- TASK OBJECTIVE
Take down each entry exactly as written.

- THE INPUT
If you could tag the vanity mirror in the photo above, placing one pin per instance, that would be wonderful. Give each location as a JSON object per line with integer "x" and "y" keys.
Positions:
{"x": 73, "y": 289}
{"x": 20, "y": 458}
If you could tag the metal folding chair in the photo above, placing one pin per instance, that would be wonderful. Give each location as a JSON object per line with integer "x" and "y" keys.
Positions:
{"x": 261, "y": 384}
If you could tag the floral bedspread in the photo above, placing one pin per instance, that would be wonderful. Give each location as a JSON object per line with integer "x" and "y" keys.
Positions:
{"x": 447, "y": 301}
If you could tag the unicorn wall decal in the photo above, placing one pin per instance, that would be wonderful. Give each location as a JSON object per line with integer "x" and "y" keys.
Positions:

- REPLY TO THE EXERCISE
If you could tag the vanity mirror in the photo above, placing one pin per instance, that would be wonderful. Give each location as a JSON object per line with integer "x" and "y" keys.
Positions:
{"x": 73, "y": 289}
{"x": 20, "y": 458}
If you could tag the metal folding chair in the photo above, placing one pin per instance, that would be wonderful. Give each location as a JSON object per line with integer "x" and "y" keys.
Positions:
{"x": 261, "y": 384}
If you could tag the floral bedspread in the photo above, placing one pin per instance, that would be wonderful. Give each location as a JSON object per line with integer "x" and "y" keys.
Positions:
{"x": 447, "y": 301}
If you could tag the unicorn wall decal in the photo above, placing one pin per instance, that would be wonderful. Give each location as a JSON object per line with integer "x" and "y" keys.
Positions:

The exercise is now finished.